Excerpts from a detection dataset
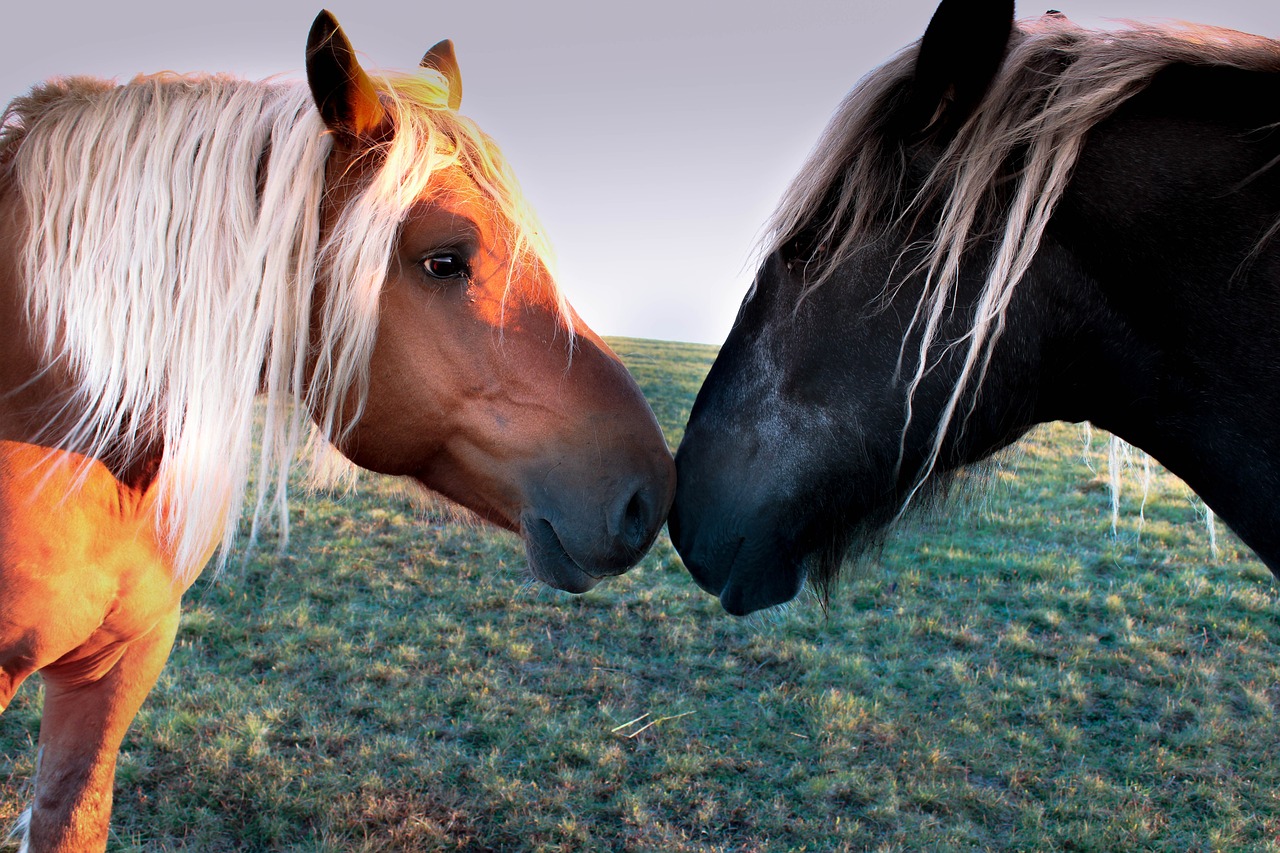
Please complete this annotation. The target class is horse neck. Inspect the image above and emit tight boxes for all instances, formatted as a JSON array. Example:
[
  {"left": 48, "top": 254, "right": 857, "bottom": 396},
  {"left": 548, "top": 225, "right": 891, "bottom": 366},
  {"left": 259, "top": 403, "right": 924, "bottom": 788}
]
[{"left": 1038, "top": 67, "right": 1280, "bottom": 563}]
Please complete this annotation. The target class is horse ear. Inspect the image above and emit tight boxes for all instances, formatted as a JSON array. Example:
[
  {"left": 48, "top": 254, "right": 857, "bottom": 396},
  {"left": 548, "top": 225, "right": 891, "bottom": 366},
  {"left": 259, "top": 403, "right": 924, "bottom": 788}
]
[
  {"left": 419, "top": 38, "right": 462, "bottom": 110},
  {"left": 307, "top": 10, "right": 387, "bottom": 137},
  {"left": 908, "top": 0, "right": 1014, "bottom": 132}
]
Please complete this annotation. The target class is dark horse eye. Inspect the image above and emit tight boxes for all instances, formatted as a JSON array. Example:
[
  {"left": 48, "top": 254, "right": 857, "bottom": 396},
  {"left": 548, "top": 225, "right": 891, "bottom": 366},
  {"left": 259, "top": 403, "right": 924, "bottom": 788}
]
[{"left": 422, "top": 252, "right": 468, "bottom": 279}]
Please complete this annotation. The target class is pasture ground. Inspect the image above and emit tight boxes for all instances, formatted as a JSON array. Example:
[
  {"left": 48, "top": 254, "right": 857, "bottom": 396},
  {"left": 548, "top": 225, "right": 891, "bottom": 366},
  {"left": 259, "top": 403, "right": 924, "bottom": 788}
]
[{"left": 0, "top": 339, "right": 1280, "bottom": 852}]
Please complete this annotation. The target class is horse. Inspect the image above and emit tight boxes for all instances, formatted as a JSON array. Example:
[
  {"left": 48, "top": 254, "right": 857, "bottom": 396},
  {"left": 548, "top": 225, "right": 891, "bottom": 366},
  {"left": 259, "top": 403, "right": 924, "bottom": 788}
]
[
  {"left": 668, "top": 0, "right": 1280, "bottom": 615},
  {"left": 0, "top": 12, "right": 675, "bottom": 852}
]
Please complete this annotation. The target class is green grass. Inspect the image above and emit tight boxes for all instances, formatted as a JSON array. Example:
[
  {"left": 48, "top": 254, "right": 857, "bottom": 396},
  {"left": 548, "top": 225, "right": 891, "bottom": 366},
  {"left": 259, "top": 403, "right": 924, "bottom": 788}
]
[{"left": 0, "top": 339, "right": 1280, "bottom": 852}]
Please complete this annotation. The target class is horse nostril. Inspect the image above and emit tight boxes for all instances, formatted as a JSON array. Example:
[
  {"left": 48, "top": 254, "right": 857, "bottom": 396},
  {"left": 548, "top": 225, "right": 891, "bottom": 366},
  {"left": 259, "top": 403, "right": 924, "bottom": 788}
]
[{"left": 618, "top": 489, "right": 654, "bottom": 553}]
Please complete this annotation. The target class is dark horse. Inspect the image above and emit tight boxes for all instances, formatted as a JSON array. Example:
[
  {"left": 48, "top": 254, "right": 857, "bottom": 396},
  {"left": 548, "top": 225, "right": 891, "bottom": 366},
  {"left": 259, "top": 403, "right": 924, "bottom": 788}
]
[{"left": 669, "top": 0, "right": 1280, "bottom": 613}]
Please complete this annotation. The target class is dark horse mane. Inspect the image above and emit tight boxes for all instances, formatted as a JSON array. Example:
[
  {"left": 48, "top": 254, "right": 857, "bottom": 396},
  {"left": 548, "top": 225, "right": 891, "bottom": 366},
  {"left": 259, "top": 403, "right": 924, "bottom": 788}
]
[{"left": 763, "top": 13, "right": 1280, "bottom": 588}]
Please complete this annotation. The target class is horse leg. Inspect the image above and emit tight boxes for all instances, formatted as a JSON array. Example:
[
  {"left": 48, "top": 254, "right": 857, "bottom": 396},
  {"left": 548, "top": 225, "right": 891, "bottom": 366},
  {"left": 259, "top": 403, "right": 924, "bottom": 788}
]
[{"left": 27, "top": 605, "right": 179, "bottom": 853}]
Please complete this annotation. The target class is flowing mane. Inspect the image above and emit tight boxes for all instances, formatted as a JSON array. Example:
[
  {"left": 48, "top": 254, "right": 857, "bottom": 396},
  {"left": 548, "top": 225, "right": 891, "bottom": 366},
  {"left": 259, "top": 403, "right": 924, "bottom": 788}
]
[
  {"left": 0, "top": 72, "right": 568, "bottom": 576},
  {"left": 764, "top": 14, "right": 1280, "bottom": 508}
]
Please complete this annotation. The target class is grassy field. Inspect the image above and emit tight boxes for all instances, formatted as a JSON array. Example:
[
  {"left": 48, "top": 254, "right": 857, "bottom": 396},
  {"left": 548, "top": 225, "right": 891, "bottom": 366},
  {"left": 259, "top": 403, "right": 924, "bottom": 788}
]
[{"left": 0, "top": 339, "right": 1280, "bottom": 852}]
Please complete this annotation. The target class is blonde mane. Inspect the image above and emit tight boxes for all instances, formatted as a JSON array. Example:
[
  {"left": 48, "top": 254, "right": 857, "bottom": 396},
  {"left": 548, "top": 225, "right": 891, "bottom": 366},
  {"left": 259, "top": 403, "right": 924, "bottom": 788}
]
[
  {"left": 763, "top": 14, "right": 1280, "bottom": 511},
  {"left": 0, "top": 72, "right": 568, "bottom": 579}
]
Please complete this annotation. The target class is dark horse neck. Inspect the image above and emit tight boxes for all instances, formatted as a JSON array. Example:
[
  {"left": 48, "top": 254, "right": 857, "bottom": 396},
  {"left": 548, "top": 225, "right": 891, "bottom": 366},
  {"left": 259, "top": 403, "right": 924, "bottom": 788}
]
[{"left": 1036, "top": 67, "right": 1280, "bottom": 574}]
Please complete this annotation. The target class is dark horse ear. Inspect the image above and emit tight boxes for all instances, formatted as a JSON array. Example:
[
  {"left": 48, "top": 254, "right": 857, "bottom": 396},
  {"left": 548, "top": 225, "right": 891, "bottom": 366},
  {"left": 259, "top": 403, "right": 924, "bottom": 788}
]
[
  {"left": 307, "top": 10, "right": 387, "bottom": 137},
  {"left": 419, "top": 38, "right": 462, "bottom": 110},
  {"left": 906, "top": 0, "right": 1014, "bottom": 133}
]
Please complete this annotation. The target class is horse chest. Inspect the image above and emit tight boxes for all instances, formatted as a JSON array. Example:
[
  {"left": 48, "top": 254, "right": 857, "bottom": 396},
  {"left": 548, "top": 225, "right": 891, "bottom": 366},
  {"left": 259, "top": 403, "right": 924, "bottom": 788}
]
[{"left": 0, "top": 442, "right": 184, "bottom": 686}]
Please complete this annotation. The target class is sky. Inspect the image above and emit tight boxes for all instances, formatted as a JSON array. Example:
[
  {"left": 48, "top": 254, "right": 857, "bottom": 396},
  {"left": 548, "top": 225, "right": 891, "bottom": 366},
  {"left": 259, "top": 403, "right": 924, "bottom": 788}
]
[{"left": 0, "top": 0, "right": 1280, "bottom": 343}]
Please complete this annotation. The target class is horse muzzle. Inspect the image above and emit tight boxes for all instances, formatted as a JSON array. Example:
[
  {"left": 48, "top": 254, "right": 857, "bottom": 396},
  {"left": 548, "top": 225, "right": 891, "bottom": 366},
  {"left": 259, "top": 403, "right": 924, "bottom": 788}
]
[{"left": 520, "top": 480, "right": 672, "bottom": 593}]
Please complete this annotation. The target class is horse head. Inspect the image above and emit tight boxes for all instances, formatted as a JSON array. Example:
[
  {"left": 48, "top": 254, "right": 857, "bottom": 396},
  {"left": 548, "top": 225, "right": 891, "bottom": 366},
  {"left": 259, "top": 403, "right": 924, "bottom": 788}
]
[{"left": 307, "top": 13, "right": 675, "bottom": 592}]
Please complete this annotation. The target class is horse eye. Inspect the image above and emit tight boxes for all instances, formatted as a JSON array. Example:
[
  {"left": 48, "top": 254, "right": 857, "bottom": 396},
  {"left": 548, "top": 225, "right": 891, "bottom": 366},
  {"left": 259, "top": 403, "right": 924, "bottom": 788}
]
[{"left": 422, "top": 252, "right": 470, "bottom": 279}]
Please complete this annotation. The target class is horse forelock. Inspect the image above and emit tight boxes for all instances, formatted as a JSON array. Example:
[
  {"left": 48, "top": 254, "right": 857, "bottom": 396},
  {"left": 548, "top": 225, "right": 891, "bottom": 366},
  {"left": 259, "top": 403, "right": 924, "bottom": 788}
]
[
  {"left": 0, "top": 74, "right": 567, "bottom": 578},
  {"left": 762, "top": 15, "right": 1280, "bottom": 516}
]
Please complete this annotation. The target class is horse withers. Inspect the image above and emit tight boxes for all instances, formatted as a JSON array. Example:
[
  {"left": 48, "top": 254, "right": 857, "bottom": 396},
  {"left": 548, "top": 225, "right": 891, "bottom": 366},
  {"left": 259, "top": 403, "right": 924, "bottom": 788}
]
[
  {"left": 669, "top": 0, "right": 1280, "bottom": 613},
  {"left": 0, "top": 13, "right": 675, "bottom": 852}
]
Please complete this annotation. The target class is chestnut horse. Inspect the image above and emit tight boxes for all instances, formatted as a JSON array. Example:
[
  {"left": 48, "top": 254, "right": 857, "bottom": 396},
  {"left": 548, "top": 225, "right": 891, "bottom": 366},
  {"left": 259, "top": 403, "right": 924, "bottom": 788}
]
[
  {"left": 0, "top": 13, "right": 675, "bottom": 852},
  {"left": 669, "top": 0, "right": 1280, "bottom": 613}
]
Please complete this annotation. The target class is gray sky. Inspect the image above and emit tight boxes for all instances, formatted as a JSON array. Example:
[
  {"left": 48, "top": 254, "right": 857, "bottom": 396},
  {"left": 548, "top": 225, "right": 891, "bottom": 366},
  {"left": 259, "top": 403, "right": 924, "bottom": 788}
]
[{"left": 0, "top": 0, "right": 1280, "bottom": 343}]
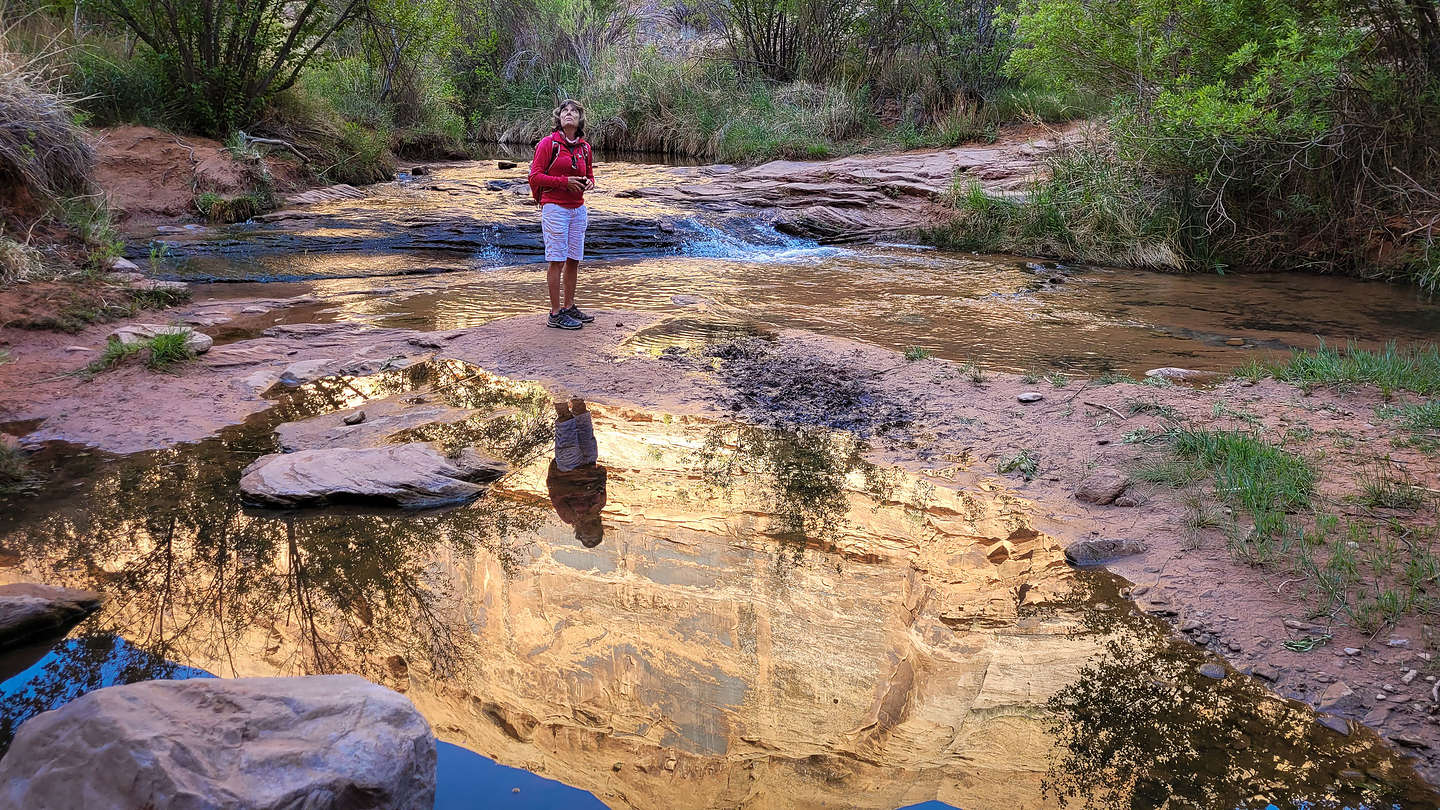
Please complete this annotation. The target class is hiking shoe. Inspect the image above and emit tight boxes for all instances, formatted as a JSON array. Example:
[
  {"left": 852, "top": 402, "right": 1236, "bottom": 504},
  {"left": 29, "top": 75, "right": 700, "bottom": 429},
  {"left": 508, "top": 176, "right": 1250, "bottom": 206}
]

• [Set task]: Copy the data word for word, starting at the line that contains "Please complete this annotation. The target class is chestnut" and continuing through the end of the data. Leave any pictures out of your copy.

• [Written solution]:
Please complete this annotation. The target class is chestnut horse. Inspect the image above and emit tight boxes for all instances, formatted as a JSON array. Example:
[
  {"left": 48, "top": 254, "right": 857, "bottom": 396},
  {"left": 548, "top": 225, "right": 891, "bottom": 366},
  {"left": 259, "top": 403, "right": 924, "bottom": 788}
]
[
  {"left": 0, "top": 13, "right": 675, "bottom": 852},
  {"left": 669, "top": 0, "right": 1280, "bottom": 613}
]
Please complete this annotation. The target class is gray sky. Inspect the image above and emit tight boxes for all instances, formatted as a JSON array. Example:
[
  {"left": 48, "top": 254, "right": 857, "bottom": 396},
  {"left": 548, "top": 225, "right": 891, "bottom": 366},
  {"left": 259, "top": 403, "right": 924, "bottom": 788}
]
[{"left": 0, "top": 0, "right": 1280, "bottom": 343}]
Please complete this annotation. The target class is hiking shoe. Inspect the image above and emit tight boxes for all instances, formatted as a JSON array. Example:
[
  {"left": 852, "top": 402, "right": 1236, "bottom": 504},
  {"left": 29, "top": 75, "right": 700, "bottom": 429},
  {"left": 508, "top": 176, "right": 1250, "bottom": 206}
]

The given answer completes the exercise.